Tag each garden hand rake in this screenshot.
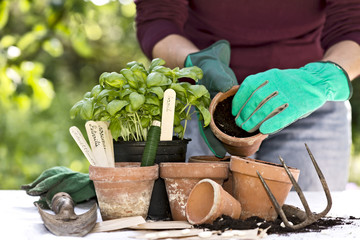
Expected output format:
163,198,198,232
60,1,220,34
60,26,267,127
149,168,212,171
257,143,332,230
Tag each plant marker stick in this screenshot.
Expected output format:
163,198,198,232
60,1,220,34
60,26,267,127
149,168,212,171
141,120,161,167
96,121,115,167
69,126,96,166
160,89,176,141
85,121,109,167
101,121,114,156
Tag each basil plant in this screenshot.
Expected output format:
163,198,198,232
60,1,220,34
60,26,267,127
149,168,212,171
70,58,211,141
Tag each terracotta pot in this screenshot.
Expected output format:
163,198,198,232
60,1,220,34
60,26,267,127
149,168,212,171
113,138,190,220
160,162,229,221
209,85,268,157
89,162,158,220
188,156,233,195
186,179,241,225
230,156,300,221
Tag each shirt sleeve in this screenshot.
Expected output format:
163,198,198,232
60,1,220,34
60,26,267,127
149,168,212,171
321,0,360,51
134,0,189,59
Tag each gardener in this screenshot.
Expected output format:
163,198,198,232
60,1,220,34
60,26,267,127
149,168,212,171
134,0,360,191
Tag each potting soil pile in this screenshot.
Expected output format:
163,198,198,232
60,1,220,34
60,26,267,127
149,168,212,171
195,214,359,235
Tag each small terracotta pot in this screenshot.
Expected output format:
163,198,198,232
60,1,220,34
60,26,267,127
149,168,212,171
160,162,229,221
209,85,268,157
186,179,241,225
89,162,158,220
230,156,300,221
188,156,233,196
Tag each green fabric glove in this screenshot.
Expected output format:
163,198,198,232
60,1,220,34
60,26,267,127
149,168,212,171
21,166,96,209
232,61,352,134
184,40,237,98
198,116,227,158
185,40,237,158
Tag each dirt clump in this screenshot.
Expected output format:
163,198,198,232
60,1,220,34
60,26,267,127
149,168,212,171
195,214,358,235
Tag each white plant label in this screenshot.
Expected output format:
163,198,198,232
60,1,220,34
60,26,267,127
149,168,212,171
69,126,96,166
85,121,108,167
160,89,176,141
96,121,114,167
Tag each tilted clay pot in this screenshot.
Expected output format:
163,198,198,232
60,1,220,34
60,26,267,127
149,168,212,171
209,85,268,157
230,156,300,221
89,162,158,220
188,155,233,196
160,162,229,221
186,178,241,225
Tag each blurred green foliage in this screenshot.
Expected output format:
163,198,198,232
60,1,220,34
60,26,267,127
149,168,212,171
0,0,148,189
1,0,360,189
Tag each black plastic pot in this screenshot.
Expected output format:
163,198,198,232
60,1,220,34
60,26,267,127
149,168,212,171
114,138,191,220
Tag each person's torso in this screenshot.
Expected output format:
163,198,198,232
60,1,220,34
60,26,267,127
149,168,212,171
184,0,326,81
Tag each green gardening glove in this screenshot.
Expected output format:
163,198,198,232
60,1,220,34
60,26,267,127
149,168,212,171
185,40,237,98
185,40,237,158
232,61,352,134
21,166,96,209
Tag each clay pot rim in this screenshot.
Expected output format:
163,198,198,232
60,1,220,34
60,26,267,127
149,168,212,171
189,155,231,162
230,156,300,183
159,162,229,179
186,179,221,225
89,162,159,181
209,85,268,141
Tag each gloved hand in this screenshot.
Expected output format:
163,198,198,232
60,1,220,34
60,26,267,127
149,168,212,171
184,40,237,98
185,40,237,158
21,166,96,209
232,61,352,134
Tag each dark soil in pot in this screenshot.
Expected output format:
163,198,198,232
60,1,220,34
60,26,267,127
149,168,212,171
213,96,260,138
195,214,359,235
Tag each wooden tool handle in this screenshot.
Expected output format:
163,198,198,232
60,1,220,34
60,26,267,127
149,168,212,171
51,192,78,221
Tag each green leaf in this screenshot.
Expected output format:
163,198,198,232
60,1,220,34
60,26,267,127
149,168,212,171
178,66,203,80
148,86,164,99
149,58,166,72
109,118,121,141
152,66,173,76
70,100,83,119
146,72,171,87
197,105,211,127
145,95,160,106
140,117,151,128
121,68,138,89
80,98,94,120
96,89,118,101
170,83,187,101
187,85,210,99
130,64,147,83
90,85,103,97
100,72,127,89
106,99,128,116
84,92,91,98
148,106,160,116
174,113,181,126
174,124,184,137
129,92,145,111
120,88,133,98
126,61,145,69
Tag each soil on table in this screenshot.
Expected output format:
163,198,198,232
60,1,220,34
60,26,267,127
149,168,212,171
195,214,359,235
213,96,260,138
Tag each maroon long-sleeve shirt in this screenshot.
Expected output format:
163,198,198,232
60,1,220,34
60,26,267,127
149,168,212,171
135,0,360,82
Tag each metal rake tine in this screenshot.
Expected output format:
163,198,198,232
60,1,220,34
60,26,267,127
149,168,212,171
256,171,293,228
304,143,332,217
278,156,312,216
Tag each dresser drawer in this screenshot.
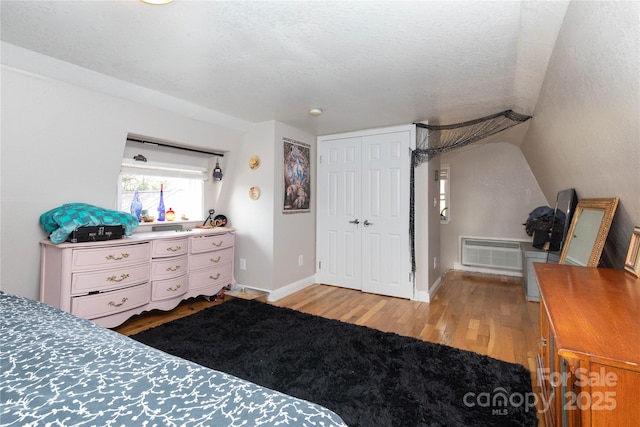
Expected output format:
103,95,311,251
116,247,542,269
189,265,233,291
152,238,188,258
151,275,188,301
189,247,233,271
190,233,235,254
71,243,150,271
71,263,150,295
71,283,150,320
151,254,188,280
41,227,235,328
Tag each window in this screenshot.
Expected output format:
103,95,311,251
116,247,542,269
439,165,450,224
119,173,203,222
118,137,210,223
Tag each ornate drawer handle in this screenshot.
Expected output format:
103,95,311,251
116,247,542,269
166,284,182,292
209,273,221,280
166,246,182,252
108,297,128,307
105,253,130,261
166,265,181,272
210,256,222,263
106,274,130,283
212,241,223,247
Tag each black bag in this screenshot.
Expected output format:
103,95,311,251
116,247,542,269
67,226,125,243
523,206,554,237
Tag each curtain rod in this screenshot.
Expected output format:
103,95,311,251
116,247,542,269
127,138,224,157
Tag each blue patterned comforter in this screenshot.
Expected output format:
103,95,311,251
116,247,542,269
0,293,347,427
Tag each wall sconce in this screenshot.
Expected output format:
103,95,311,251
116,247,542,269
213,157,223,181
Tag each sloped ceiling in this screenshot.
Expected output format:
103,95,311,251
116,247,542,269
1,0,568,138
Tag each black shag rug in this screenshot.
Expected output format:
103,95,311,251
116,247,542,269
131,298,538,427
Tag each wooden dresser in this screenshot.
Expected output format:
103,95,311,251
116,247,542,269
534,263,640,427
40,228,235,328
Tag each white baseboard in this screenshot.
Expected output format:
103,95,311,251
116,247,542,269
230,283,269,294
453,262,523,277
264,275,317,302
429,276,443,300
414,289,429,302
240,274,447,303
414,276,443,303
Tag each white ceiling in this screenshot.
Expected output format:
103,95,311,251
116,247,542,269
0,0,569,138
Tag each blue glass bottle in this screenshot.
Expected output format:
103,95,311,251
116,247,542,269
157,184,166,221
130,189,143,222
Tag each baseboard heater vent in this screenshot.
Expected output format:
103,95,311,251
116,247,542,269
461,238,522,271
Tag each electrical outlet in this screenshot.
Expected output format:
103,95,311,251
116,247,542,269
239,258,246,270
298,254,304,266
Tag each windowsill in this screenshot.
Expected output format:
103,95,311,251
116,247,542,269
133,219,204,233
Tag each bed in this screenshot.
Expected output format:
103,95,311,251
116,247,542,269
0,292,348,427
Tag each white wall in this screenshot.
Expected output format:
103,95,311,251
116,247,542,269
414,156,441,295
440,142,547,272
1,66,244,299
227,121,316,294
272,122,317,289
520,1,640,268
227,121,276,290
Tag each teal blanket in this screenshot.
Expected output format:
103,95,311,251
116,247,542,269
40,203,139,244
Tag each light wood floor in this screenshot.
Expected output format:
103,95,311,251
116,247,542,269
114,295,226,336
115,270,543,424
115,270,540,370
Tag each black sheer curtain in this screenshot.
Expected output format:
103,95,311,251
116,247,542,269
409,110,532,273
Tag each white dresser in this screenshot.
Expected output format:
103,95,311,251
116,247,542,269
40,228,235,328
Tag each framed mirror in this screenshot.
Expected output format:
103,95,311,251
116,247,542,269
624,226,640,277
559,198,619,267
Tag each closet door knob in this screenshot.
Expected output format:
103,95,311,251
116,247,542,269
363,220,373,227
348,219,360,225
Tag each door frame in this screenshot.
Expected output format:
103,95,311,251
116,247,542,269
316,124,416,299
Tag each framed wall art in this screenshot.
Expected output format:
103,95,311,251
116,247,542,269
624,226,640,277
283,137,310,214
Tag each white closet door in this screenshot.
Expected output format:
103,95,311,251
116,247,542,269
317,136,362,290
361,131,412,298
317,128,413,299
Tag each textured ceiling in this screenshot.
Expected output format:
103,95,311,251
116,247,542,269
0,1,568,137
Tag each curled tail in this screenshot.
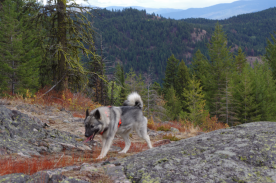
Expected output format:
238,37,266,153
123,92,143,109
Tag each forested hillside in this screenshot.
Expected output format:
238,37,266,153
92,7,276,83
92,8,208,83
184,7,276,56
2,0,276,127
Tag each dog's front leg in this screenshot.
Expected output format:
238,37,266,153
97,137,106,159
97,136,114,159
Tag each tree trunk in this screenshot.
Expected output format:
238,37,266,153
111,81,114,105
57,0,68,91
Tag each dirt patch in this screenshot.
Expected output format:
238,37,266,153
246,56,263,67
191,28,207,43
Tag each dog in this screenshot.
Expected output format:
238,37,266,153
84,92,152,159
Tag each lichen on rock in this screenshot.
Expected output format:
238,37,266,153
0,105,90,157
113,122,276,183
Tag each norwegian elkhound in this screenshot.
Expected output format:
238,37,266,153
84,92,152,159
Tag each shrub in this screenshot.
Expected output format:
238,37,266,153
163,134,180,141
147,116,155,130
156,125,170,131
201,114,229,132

• • • •

Give the count of lines above that include the word "plant", stating no other information.

REPLY TO THE EXERCISE:
3